Exercise instructions:
An exact, complete copy of the entries that follow is needed.

Data shown:
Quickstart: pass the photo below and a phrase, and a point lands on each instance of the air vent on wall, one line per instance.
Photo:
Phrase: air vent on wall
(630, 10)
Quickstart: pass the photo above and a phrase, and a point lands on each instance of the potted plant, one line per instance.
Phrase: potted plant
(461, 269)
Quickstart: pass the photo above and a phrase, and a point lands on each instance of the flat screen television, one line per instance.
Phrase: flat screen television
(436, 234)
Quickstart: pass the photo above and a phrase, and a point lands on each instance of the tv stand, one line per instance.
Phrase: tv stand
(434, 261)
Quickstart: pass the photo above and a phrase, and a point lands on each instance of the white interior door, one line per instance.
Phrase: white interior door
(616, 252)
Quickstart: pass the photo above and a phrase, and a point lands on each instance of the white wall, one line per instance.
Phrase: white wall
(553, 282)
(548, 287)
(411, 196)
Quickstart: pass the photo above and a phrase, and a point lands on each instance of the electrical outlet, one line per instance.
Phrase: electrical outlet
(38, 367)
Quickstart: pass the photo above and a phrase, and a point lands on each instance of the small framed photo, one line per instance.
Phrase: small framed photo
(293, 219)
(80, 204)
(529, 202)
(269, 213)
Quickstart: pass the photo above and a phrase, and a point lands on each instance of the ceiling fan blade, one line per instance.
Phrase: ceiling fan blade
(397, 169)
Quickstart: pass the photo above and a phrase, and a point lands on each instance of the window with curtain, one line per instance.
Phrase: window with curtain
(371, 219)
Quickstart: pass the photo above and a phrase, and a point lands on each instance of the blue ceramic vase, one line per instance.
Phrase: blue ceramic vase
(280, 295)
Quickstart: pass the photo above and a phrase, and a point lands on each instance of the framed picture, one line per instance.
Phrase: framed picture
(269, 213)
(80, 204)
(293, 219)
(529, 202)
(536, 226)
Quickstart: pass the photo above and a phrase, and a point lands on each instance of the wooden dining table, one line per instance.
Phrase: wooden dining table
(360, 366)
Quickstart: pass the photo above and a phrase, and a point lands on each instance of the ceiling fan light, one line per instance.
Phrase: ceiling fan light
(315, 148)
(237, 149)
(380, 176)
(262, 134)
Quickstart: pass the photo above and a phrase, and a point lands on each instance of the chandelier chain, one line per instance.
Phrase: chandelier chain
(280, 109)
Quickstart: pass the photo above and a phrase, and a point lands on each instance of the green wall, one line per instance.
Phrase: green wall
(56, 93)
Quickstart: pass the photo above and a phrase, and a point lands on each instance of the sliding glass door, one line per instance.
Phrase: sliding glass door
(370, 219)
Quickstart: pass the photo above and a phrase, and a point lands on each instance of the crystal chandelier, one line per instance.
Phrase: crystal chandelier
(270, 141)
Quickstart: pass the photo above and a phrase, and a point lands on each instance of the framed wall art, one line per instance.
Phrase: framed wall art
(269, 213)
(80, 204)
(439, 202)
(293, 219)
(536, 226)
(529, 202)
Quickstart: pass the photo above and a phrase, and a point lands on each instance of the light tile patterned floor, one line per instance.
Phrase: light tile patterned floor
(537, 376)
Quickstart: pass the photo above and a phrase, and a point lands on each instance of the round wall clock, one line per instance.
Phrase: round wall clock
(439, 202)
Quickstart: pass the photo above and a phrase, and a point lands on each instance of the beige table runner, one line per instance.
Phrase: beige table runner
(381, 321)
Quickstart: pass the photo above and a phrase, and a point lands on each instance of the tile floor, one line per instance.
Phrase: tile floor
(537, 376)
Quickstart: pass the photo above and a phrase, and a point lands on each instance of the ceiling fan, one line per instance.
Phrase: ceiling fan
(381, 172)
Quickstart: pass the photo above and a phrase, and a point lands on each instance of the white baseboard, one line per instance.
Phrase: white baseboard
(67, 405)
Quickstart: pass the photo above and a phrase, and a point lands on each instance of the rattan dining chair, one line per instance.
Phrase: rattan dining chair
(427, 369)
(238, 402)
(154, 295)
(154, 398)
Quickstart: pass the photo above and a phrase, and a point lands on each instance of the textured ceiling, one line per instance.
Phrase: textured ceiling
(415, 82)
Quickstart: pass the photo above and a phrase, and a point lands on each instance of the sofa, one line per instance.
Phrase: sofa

Task output:
Quickstart: pass the photo below and a phrase, and a point lands on each instance of the air vent on wall, one line per instance.
Photo:
Phrase: air vent on wall
(630, 10)
Quickstart: pass the photo above and a phrase, and a point lands on each instance of the potted plant, one line per instance.
Phrase: potted plant
(461, 269)
Quickstart: pass the photo above and a phrase, and a point lands on each instance of the flat screen television, one line per instance.
Phrase: flat screen television
(436, 234)
Quickstart: pass the photo above and a phrase, and a point lands on each instance of the tv stand, one line per instance.
Phrase: tv stand
(434, 261)
Quickstart: pass the photo above and a phrase, and a point lands on each instance of the white interior door, one line per instance.
Phrase: white interior door
(616, 252)
Quickstart: pass the photo above and a phrase, and a point lands on each instance of the white wall, one line per instance.
Phrase: white wall
(553, 282)
(548, 287)
(411, 196)
Quickstart: pass the photo above and a phrase, and a point lands on each instance of the electrical outlet, one line per instance.
Phrase: electrical outlet
(38, 367)
Quickstart: pass the photo above and a phrase, and a point lands on each instance of the small framed photo, one line per instance.
Phrase: small framed photo
(293, 219)
(80, 204)
(529, 202)
(269, 213)
Quickstart: pass the photo above and a phrase, and a point lands on each instance of the ceiling fan blade, one line per instance.
Phrase: ceiling fan blade
(397, 169)
Quickstart: pass the photo above and a phrase, and a point lands on each instance of the window with curtain, one line per instance.
Phrase: window with curtain
(371, 219)
Quickstart: pass the photo above and a phrase, and a point lands on each instance of the blue ceramic vase, one line per instance.
Phrase: blue ceramic vase
(280, 295)
Quickstart: pass the photo above and a phrase, and a point lands on each instance of the framed picture, one line per instance.
Phrase: framed picture
(269, 213)
(80, 204)
(293, 219)
(529, 202)
(536, 226)
Quickstart: pass the photo above and a phrase, and a point lands on each instance of the wooden dining table, one line per instance.
Phrase: wooden dining table
(360, 366)
Quickstart: pass the photo above and a phrase, and a point lands on each instance of the ceiling fan light, one line per instance.
Phrase: ceiling fan light
(315, 148)
(237, 149)
(380, 176)
(262, 134)
Quickstart: pass the photo above and a phrase, and a point lands on each instance of the chandelier chain, one line per instance.
Phrase: chandelier chain
(280, 109)
Quickstart: pass the photo above and a phrase, and a point lands on each instance of the green wall, one line per instance.
Phrase: green wall
(56, 93)
Quickstart: pass the photo above and a phrase, and a point lands on each instance of the sliding glass door, one line per instance.
Phrase: sliding glass door
(370, 219)
Quickstart: pass the photo above and a phrase, and a point lands on each instance of the crystal chandelier, one line per instance.
Phrase: crystal chandelier
(270, 141)
Quickstart: pass the photo above and a phrase, and a point lands on each instance of the framed wall art, one line per instance.
Phrase: framed wall art
(269, 213)
(80, 204)
(439, 202)
(293, 219)
(536, 226)
(529, 202)
Quickstart: pass the photo above and a phrase, and a point lands on each instance of the light tile patterned floor, one line per instance.
Phrase: light tile patterned floor
(537, 376)
Quickstart: pass the photo above and a phrase, and a point lands on each instance of the round wall clock, one line per instance.
Phrase: round wall clock
(439, 202)
Quickstart: pass the photo above and a phrase, and a point lands on each instance of the beige table runner, one line per instance.
Phrase: beige table runner
(381, 321)
Quickstart: pass the photo above and a phrase, and a point lands on each instance of the tile floor, one line per instance.
Phrase: tile floor
(537, 376)
Quickstart: pass the photo above and a phrase, and a point lands on each instance of the ceiling fan, one line per instance.
Phrase: ceiling fan
(381, 172)
Quickstart: pass the photo above and a phrase, and a point lands on each instance of the white baseboard, one line per instance.
Phrase: white baseboard
(67, 405)
Quickstart: pass the photo above and a phrase, and a point lands on each instance of the rattan dining chair, one line per instance.
Phrase: rattan dining chair
(427, 369)
(238, 402)
(154, 295)
(154, 398)
Quickstart: pass the photo above and a phrase, and a point lands on each instance of the textured ceiling, one line per instance.
Phrase: textured ceiling
(415, 82)
Quickstart: pass the photo above and a phrase, and a point lands on each instance of the sofa, one line per instance.
Phrase: sofa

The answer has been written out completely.